The truth of the situation (explained above) is why it can come as quite a shock to realize that God is doing for us what we could not do for ourselves. The appearance is quite strong - but once that realization is had, the motivation or willingness to improve one’s conscious contact with God can increase exponentially. If this willingness is consistently acted upon as outlined above, the following state of mental, emotional, and spiritual trust described by Swedenborg in the following citation is eventually achieved.

“… those who trust in the Divine… do not think of the morrow with solicitude, still less with anxiety. Unruffled is their spirit whether they obtain the objects of their desire, or not; and they do not grieve over the loss of them, being content with their lot. If they become rich, they do not set their hearts on riches; if they are raised to honors, they do not regard themselves as more worthy than others; if they become poor, they are not made sad; if their circumstances are mean, they are not dejected. They know that … they who are in the stream of Providence are all the time carried along toward everything that is happy, whatever may be the appearance of the means; and that those are in the stream of Providence who put their trust in the Divine and attribute all things to Him;… Be it known also that insofar as anyone is in the stream of Providence, so far he is in a state of peace….” (Swedenborg, 1965, AC 8478:3-4)

▶ [Given data]:
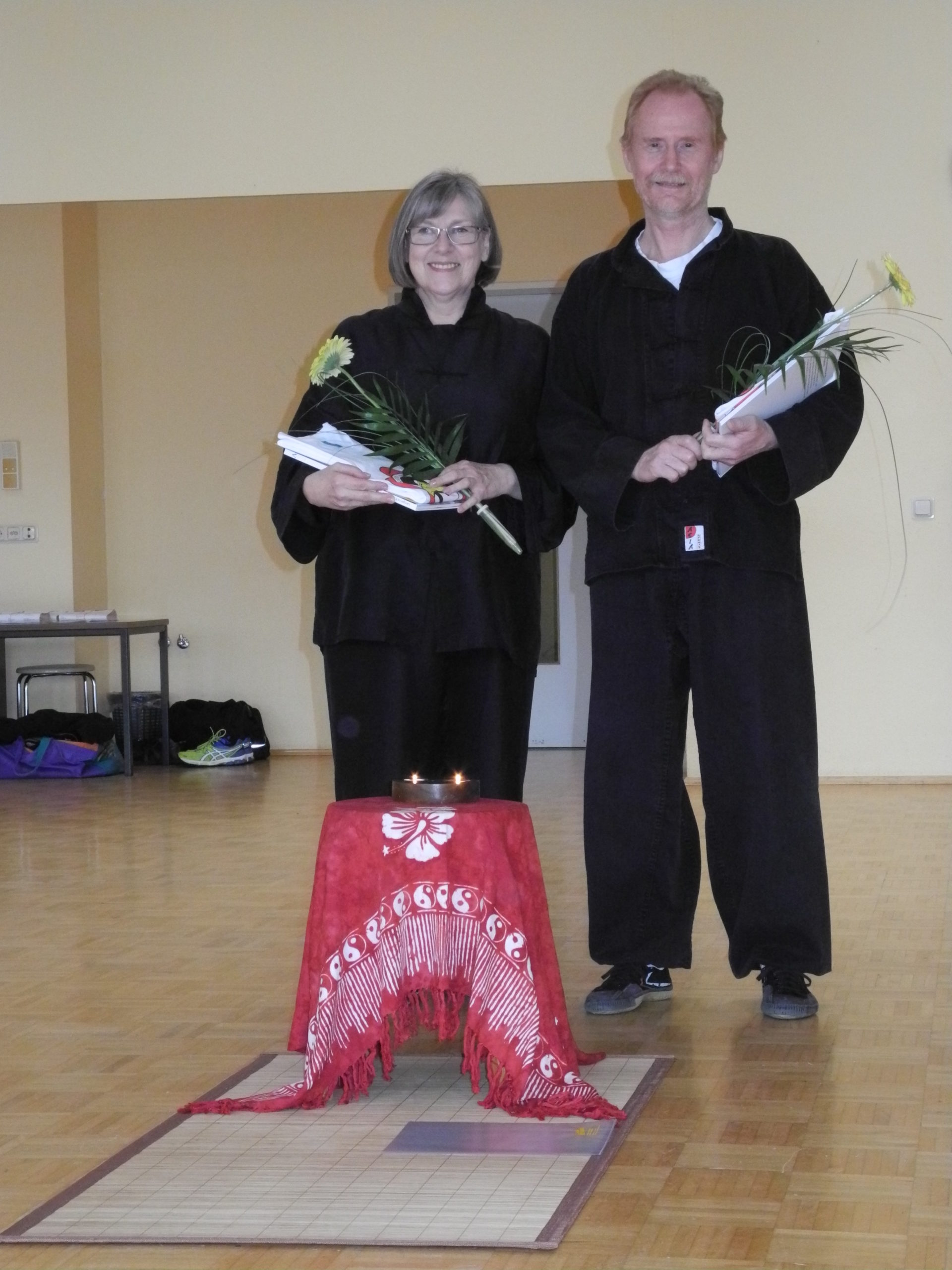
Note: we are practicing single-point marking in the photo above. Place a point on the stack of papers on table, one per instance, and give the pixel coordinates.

▶ [Short exercise]:
Copy out the passage about trust in the Divine in full, word for word.

▶ [Result]:
The truth of the situation (explained above) is why it can come as quite a shock to realize that God is doing for us what we could not do for ourselves. The appearance is quite strong - but once that realization is had, the motivation or willingness to improve one’s conscious contact with God can increase exponentially. If this willingness is consistently acted upon as outlined above, the following state of mental, emotional, and spiritual trust described by Swedenborg in the following citation is eventually achieved.

“… those who trust in the Divine… do not think of the morrow with solicitude, still less with anxiety. Unruffled is their spirit whether they obtain the objects of their desire, or not; and they do not grieve over the loss of them, being content with their lot. If they become rich, they do not set their hearts on riches; if they are raised to honors, they do not regard themselves as more worthy than others; if they become poor, they are not made sad; if their circumstances are mean, they are not dejected. They know that … they who are in the stream of Providence are all the time carried along toward everything that is happy, whatever may be the appearance of the means; and that those are in the stream of Providence who put their trust in the Divine and attribute all things to Him;… Be it known also that insofar as anyone is in the stream of Providence, so far he is in a state of peace….” (Swedenborg, 1965, AC 8478:3-4)